Task details
Lay out the lines from the one with "Draw the outline of every instance of the rear" up to and including the one with "86], [211, 96]]" as a two-column CSV with the columns input and output, one row per item, pairing its text with its answer. Put each in a single quoted field with line breaks turned into spaces, and leave the pictures out.

Material for this task
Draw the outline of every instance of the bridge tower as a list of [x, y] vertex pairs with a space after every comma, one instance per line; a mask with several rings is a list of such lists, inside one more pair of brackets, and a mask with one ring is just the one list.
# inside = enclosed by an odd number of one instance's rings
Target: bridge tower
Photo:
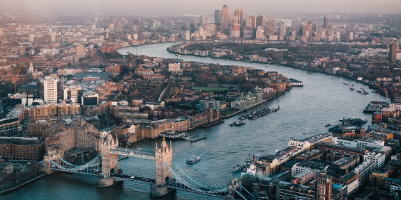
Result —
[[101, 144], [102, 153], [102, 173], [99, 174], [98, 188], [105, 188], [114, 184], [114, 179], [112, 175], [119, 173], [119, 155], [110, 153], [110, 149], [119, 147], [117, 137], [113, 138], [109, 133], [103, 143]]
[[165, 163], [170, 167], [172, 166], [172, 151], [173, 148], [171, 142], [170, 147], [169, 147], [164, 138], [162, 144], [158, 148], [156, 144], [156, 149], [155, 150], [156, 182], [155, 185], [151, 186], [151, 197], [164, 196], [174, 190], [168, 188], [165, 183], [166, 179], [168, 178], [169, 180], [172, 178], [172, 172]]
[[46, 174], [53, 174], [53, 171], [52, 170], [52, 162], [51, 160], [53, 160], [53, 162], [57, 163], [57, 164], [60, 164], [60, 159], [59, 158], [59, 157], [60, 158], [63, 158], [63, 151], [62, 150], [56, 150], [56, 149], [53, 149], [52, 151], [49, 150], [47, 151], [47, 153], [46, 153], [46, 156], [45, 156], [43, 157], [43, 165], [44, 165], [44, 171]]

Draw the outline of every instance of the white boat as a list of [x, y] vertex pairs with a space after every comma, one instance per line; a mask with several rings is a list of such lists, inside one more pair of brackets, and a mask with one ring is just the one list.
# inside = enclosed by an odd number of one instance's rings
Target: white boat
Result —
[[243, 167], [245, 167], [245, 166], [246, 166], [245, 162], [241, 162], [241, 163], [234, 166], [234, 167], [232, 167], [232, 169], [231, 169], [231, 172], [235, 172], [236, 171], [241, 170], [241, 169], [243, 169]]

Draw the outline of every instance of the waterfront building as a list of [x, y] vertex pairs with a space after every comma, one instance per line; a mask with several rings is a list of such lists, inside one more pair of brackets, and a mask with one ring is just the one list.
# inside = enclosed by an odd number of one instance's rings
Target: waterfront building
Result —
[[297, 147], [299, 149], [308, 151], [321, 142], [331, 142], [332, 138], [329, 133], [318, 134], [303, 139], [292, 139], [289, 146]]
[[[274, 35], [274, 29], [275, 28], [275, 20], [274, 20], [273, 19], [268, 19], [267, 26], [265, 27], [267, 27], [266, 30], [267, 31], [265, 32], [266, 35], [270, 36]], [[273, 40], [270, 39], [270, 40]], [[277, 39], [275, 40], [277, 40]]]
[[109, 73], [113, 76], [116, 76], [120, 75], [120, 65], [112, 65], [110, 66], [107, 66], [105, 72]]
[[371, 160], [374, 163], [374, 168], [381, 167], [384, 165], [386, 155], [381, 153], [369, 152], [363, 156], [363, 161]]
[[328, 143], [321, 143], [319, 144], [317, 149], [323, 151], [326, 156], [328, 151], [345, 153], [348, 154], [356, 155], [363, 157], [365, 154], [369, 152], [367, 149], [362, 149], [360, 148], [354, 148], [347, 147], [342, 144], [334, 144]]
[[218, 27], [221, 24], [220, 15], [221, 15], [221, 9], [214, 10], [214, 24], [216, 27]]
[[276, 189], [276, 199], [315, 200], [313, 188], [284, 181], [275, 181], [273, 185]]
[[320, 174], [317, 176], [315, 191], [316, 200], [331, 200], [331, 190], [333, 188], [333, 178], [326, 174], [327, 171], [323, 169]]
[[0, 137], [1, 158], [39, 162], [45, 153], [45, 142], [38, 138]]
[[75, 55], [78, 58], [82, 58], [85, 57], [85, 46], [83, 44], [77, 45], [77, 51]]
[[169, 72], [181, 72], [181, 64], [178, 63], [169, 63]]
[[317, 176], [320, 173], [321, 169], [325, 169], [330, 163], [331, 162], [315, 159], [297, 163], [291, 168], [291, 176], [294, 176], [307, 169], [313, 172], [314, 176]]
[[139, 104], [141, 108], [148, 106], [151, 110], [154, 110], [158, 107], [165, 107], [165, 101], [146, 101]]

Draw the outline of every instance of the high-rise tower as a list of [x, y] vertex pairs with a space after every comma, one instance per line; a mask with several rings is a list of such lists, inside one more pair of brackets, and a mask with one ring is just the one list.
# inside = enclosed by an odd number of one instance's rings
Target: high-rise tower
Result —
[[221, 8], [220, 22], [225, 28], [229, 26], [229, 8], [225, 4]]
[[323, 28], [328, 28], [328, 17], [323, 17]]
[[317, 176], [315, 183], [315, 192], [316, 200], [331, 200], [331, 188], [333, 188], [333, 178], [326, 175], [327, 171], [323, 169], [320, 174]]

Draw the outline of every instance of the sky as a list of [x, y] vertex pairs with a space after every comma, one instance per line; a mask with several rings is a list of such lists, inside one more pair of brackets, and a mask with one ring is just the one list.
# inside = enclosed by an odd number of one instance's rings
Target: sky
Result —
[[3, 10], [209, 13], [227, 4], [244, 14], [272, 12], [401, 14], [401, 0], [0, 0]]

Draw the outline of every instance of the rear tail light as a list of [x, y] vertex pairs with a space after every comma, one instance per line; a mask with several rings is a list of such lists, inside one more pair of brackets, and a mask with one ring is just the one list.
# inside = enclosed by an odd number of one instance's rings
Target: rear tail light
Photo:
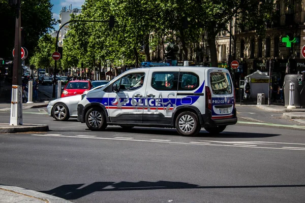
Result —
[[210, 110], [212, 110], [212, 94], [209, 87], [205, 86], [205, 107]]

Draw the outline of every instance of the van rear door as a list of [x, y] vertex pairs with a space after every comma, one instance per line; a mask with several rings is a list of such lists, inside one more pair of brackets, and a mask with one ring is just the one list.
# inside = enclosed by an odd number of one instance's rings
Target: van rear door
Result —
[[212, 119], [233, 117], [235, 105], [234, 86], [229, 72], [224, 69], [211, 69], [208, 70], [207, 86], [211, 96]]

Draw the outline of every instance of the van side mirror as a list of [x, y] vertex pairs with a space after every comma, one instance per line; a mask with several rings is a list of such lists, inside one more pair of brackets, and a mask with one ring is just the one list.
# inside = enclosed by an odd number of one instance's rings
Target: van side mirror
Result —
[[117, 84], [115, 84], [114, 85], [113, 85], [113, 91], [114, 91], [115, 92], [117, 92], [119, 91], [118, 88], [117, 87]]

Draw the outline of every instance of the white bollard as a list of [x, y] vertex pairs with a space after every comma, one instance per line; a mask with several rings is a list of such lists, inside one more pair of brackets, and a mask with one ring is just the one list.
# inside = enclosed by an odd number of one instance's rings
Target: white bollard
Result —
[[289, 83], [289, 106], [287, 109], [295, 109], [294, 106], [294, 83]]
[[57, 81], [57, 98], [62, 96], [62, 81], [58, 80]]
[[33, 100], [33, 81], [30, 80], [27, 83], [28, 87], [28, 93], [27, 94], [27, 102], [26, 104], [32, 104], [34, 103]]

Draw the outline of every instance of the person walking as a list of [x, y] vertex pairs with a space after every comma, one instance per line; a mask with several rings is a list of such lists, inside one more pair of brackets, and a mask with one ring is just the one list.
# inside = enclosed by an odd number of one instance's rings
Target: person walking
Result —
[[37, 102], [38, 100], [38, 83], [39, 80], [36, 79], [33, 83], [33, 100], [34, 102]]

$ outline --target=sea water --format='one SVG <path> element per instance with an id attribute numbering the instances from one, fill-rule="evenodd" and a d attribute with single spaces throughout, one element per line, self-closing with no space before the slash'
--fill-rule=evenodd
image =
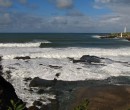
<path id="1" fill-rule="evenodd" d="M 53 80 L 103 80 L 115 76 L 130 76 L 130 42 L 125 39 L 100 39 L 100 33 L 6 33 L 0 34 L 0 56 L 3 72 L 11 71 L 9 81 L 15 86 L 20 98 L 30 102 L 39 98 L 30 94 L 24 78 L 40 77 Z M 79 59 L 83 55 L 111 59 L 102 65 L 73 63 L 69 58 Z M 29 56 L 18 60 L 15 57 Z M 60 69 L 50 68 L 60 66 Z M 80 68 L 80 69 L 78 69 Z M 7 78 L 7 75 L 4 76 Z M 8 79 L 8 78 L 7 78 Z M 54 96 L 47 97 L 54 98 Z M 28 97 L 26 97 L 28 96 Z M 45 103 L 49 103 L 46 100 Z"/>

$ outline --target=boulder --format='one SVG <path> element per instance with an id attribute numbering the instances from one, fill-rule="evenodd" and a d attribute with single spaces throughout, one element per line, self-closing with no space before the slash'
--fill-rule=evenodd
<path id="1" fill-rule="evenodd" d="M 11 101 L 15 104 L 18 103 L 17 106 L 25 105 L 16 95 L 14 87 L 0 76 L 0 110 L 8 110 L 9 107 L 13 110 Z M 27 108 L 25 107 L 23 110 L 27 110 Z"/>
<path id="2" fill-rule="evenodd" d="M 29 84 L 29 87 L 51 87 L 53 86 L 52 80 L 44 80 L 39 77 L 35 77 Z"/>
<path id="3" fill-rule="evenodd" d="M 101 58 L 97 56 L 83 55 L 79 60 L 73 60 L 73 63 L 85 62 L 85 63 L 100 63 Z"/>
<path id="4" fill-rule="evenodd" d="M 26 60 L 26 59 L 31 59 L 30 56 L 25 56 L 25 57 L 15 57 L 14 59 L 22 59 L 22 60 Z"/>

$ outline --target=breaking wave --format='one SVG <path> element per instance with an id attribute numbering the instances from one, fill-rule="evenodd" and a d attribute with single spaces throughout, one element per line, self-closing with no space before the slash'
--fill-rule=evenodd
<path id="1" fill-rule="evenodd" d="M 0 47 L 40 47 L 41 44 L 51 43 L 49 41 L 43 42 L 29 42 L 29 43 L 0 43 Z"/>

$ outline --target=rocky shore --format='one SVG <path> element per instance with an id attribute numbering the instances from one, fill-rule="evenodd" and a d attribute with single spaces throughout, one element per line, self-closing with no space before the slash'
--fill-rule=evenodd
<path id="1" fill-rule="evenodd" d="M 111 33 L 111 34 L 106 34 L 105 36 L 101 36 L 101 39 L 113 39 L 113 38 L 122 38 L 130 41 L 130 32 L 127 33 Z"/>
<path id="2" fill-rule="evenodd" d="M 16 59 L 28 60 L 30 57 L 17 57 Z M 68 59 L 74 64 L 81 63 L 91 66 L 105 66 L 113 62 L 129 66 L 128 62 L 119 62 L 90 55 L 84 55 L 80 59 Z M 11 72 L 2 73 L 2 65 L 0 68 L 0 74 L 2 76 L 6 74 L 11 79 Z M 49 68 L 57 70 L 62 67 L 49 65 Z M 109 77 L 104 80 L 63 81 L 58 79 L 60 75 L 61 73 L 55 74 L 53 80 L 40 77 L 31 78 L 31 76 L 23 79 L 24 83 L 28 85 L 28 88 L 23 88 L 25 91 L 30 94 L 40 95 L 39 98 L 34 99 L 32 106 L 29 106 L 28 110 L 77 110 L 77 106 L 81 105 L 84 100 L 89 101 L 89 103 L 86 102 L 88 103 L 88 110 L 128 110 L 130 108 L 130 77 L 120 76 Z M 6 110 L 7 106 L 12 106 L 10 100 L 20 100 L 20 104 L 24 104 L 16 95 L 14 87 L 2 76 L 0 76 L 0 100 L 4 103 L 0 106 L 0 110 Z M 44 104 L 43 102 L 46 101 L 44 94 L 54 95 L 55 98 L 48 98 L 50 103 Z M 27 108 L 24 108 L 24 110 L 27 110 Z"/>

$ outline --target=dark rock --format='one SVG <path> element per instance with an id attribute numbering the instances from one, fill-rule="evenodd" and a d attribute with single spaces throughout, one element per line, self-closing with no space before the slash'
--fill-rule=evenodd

Answer to the exercise
input,output
"Draw the outline of every instance of the rear tail light as a list of [x, y] vertex pairs with a space after every comma, one instance per line; a mask with several rings is a list of such lists, inside one more pair of brackets, and a mask with one ring is just the one list. # inside = enclosed by an odd number of one instance's rings Target: rear tail light Photo: Result —","[[210, 110], [212, 110], [212, 94], [209, 87], [205, 86], [205, 107]]"
"Draw the outline of every instance of the van rear door as a list of [x, y] vertex pairs with a space after every comma, one instance per line; a mask with several rings is a list of such lists, inside one more pair of brackets, and a mask with one ring is just the one list. # inside = enclosed by an odd number of one instance's rings Target: van rear door Result —","[[212, 119], [233, 117], [235, 105], [234, 86], [229, 72], [224, 69], [211, 69], [208, 70], [207, 86], [211, 96]]"